• AIM
Copy the lines of the listing from the line with "task: outline the open rose bloom" to the line with "[[[53,282],[35,296],[39,304],[72,304],[72,291],[67,285]]]", both included, without any change.

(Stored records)
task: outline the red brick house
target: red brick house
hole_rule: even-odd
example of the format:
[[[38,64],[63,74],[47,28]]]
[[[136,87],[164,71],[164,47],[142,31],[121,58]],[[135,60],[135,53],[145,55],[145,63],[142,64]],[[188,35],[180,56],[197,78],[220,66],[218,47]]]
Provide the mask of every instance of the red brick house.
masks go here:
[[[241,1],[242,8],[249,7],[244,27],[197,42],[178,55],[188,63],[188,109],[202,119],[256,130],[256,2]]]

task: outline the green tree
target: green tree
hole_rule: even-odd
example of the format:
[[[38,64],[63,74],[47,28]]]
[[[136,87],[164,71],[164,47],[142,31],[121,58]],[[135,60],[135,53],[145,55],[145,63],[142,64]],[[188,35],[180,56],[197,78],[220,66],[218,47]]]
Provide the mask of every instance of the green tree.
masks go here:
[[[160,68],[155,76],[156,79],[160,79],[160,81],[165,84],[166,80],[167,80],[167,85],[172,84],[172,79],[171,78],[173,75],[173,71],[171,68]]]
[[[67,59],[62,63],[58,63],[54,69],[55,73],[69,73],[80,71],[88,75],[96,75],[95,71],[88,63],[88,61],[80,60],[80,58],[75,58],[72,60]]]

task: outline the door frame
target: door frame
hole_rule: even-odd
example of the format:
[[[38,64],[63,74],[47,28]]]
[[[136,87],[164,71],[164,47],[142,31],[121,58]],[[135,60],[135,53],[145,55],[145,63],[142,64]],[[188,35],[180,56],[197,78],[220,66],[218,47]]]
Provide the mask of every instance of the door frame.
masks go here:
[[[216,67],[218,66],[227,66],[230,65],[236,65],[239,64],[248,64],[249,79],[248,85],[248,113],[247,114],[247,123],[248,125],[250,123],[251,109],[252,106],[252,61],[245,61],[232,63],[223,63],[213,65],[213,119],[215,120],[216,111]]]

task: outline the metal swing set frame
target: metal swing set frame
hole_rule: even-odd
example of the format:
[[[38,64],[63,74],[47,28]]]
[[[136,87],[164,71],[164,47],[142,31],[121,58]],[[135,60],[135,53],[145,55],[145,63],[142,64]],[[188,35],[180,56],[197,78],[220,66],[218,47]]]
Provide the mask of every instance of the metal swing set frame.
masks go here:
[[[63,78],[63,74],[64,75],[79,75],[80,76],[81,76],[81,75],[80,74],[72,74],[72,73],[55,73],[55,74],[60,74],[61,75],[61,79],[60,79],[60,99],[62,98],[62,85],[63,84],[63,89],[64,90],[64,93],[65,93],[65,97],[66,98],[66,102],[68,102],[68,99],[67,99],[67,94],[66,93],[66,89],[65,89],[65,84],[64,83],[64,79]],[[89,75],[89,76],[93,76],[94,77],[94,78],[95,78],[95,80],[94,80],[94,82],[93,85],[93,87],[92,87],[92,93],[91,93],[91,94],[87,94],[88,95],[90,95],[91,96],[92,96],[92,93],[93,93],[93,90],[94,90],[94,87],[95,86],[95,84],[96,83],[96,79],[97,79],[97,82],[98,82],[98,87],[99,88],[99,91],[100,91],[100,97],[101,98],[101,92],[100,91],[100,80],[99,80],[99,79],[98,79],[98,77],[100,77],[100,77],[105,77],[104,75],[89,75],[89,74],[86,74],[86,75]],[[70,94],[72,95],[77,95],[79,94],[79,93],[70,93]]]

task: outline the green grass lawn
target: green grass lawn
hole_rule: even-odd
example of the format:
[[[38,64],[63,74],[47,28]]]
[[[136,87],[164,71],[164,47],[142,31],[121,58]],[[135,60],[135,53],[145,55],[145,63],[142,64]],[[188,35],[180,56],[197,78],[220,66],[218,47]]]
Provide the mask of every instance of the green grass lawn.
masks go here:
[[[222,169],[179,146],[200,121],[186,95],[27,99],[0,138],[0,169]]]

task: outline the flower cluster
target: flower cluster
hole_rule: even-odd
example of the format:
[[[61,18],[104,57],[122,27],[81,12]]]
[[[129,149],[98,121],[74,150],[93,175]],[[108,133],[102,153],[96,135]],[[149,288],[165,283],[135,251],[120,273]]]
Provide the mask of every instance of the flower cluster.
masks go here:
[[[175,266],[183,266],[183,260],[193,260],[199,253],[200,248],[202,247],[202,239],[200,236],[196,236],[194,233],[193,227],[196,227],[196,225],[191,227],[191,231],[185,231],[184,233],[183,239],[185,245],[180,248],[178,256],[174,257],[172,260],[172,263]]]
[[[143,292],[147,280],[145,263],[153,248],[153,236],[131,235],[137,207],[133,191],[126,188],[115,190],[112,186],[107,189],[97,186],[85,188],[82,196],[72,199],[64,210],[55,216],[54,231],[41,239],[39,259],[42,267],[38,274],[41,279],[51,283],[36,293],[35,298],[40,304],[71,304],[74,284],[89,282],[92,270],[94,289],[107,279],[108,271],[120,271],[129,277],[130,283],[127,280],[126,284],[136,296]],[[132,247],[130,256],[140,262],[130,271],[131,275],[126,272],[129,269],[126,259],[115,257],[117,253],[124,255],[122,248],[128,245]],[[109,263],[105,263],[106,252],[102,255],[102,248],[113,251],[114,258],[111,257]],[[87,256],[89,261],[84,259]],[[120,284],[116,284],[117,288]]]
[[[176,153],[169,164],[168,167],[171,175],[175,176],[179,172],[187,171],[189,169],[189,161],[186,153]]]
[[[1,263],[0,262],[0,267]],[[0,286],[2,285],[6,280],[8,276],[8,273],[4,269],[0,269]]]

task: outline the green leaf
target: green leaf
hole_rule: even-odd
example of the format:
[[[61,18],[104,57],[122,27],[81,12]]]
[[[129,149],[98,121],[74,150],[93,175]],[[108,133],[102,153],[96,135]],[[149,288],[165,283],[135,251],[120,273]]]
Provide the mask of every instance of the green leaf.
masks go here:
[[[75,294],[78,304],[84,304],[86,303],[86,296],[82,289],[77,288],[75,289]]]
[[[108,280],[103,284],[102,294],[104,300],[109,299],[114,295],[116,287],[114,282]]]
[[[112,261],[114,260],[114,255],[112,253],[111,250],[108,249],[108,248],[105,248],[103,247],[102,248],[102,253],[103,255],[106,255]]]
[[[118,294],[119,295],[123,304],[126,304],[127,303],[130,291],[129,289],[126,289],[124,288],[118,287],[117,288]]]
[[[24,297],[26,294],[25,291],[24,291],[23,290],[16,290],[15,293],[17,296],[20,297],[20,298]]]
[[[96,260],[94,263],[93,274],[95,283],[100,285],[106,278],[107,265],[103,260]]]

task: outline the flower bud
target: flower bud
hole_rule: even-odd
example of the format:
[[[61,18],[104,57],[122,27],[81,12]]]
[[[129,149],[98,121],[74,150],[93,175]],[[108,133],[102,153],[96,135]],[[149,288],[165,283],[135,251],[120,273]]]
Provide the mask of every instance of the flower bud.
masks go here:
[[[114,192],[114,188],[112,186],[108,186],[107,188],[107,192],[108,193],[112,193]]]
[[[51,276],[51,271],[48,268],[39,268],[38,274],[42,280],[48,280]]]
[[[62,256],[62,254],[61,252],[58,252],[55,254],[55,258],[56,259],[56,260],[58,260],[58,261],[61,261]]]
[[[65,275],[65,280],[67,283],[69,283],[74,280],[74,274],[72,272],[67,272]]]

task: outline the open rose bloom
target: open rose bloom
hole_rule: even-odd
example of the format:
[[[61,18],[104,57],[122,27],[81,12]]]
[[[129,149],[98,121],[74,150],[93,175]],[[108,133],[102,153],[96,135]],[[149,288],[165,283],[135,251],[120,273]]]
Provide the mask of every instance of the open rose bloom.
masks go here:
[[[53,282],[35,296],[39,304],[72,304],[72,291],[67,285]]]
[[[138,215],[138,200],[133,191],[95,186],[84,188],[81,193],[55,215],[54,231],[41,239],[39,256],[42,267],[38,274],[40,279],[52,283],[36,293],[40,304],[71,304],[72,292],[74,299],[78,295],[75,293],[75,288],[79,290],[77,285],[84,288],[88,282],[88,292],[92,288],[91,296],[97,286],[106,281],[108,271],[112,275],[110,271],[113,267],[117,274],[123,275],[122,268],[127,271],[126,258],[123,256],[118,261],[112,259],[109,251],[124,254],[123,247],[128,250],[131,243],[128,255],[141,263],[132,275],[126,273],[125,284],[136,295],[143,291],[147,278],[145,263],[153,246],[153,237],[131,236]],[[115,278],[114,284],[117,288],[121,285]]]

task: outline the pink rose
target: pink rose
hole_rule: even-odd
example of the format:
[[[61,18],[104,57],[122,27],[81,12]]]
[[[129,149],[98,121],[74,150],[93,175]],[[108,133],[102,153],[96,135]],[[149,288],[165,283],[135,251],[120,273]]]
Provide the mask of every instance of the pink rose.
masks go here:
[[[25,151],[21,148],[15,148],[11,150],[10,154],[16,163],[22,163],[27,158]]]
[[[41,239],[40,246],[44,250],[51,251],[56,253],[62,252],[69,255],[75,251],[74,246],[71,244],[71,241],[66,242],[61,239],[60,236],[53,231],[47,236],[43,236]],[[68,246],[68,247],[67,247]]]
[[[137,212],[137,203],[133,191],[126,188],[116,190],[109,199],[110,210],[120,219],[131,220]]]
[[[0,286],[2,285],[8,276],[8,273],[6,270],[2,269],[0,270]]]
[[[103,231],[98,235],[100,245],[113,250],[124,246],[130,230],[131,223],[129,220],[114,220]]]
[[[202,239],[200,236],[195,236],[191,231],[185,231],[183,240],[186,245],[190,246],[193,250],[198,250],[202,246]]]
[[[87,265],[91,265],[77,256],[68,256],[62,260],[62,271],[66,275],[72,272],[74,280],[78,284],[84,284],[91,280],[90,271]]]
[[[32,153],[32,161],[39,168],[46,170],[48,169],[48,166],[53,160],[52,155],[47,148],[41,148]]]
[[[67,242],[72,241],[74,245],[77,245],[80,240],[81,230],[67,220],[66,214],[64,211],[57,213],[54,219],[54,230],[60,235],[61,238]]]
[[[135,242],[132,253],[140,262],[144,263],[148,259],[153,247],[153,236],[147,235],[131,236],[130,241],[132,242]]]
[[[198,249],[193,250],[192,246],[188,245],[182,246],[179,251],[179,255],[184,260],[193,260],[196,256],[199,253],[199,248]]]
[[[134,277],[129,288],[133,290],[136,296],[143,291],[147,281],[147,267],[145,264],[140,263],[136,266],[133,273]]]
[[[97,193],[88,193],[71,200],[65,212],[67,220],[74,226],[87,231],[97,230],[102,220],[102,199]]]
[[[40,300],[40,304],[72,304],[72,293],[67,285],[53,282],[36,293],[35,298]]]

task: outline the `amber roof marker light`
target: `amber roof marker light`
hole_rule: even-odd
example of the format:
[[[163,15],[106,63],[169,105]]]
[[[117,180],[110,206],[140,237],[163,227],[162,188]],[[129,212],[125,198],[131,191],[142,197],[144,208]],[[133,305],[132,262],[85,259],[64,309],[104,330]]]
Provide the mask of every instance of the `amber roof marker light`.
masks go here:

• FINAL RESULT
task: outline the open rose bloom
target: open rose bloom
hole_rule: even-odd
example of the format:
[[[61,18],[104,57],[122,27],[81,12]]]
[[[129,149],[98,121],[74,150],[93,175]],[[108,133],[102,153],[96,135]],[[149,288],[165,283],[135,251],[120,273]]]
Provide the mask of every instance of the open rose bloom.
masks go here:
[[[53,282],[35,296],[39,304],[72,304],[72,291],[67,285]]]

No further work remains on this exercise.